◆ EXERCISE INSTRUCTIONS: State how many lines of the records below contain the word "woman".

* BEGIN DATA ROWS *

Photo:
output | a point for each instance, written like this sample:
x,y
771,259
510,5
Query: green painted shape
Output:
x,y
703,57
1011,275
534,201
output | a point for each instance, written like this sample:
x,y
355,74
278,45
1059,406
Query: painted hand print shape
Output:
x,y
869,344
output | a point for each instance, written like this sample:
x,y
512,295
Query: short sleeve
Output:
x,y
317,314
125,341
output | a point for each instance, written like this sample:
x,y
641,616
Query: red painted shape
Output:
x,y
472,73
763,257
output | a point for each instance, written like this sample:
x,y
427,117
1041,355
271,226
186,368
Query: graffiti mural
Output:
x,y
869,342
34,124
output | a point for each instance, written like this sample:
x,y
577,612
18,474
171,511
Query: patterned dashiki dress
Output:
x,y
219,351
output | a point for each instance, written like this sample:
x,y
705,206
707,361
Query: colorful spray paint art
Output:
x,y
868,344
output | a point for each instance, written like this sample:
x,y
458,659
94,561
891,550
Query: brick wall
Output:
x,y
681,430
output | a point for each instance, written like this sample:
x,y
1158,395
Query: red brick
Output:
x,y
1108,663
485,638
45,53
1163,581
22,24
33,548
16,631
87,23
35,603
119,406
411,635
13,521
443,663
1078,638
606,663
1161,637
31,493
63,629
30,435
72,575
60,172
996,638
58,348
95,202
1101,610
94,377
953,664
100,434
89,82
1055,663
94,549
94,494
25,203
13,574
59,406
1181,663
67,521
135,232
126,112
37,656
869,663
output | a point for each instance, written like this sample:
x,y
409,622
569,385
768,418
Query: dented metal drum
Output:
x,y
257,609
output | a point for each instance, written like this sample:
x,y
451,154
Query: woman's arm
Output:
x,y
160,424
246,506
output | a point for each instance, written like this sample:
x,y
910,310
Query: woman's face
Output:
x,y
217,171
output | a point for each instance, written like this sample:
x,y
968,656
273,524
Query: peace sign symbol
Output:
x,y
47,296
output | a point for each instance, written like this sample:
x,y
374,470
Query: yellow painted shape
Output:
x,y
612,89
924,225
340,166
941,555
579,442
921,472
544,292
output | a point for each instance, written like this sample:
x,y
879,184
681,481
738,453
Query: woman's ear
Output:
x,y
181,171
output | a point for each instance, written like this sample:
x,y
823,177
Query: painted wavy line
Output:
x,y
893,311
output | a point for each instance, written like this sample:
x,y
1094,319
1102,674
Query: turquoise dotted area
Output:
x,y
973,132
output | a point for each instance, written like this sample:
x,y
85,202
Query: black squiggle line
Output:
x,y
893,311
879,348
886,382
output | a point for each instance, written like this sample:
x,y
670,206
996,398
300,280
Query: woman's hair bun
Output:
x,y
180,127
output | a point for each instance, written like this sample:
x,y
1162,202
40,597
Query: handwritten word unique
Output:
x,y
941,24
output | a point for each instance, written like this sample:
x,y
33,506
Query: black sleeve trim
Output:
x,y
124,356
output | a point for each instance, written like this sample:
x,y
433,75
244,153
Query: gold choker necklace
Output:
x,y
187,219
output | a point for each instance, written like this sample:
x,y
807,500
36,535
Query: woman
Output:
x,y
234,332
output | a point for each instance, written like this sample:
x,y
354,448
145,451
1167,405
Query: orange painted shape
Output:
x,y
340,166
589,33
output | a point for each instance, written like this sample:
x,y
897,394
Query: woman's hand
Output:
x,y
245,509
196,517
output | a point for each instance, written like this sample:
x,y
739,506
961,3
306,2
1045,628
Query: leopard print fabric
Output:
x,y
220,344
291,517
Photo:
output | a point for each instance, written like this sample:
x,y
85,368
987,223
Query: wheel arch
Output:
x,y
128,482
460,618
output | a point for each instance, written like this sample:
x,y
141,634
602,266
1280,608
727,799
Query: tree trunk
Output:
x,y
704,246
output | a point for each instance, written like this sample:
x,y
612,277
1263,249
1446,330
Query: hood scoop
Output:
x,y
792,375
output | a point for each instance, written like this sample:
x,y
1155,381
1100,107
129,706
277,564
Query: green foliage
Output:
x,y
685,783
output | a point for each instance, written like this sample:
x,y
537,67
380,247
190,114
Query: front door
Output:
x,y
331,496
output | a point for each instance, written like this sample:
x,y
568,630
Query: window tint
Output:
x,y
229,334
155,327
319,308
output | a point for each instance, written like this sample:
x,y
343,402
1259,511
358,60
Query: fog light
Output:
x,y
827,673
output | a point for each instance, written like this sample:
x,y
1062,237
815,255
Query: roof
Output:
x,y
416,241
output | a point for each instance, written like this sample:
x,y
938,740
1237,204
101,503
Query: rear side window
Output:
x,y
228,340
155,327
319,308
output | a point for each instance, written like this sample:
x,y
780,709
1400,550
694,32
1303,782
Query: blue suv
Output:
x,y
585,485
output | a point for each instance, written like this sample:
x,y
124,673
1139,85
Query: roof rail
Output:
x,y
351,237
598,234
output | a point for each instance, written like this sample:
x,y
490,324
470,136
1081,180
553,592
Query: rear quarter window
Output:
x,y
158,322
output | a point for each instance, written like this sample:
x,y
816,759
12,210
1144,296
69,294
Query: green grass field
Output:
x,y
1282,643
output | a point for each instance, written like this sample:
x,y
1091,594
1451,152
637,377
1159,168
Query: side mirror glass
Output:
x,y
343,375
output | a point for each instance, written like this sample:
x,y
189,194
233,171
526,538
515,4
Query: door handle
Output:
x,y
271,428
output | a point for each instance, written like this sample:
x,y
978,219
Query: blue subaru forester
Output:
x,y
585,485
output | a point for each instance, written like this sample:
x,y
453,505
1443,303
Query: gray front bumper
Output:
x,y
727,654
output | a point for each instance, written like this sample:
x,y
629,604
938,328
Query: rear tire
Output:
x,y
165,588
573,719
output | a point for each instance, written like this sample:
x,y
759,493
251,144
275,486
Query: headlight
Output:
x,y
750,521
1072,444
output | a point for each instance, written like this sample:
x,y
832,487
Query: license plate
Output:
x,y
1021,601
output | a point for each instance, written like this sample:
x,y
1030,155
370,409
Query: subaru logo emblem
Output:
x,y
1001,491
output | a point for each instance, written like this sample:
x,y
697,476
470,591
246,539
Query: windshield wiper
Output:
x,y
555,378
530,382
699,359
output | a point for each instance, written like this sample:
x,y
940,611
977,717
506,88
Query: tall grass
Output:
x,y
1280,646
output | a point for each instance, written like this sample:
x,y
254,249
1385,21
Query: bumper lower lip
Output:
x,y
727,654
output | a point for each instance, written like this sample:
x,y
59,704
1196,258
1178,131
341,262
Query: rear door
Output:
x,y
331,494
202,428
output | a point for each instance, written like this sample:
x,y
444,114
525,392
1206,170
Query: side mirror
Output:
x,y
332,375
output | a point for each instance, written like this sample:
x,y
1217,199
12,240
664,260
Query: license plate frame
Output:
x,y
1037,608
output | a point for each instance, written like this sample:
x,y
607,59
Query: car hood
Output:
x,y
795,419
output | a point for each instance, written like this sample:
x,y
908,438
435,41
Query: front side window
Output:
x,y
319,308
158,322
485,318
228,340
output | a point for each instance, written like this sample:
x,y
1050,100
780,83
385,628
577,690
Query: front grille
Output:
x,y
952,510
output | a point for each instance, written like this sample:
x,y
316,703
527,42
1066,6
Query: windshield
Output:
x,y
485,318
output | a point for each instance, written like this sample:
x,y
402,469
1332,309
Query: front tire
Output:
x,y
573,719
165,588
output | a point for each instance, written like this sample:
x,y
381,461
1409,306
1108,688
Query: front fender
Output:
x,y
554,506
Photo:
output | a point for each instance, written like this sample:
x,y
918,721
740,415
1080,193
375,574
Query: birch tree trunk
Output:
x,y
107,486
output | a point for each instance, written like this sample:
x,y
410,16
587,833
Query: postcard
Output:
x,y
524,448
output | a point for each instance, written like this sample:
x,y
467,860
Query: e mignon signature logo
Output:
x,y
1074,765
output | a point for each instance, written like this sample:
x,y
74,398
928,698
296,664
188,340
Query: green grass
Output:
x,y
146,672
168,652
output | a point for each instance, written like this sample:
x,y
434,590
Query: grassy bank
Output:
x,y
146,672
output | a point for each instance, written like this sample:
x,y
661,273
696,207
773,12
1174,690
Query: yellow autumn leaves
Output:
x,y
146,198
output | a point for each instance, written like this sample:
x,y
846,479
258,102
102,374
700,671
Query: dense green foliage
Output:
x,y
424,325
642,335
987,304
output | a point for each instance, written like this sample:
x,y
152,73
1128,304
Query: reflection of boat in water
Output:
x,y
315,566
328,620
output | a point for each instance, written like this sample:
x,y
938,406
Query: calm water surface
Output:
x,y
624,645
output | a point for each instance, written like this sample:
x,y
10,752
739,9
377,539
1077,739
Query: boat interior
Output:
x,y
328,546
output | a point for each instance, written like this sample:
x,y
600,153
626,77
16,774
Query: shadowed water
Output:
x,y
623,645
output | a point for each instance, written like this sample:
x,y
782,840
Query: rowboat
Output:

* END DATA ROWS *

◆ CORRECT RESPONSE: 6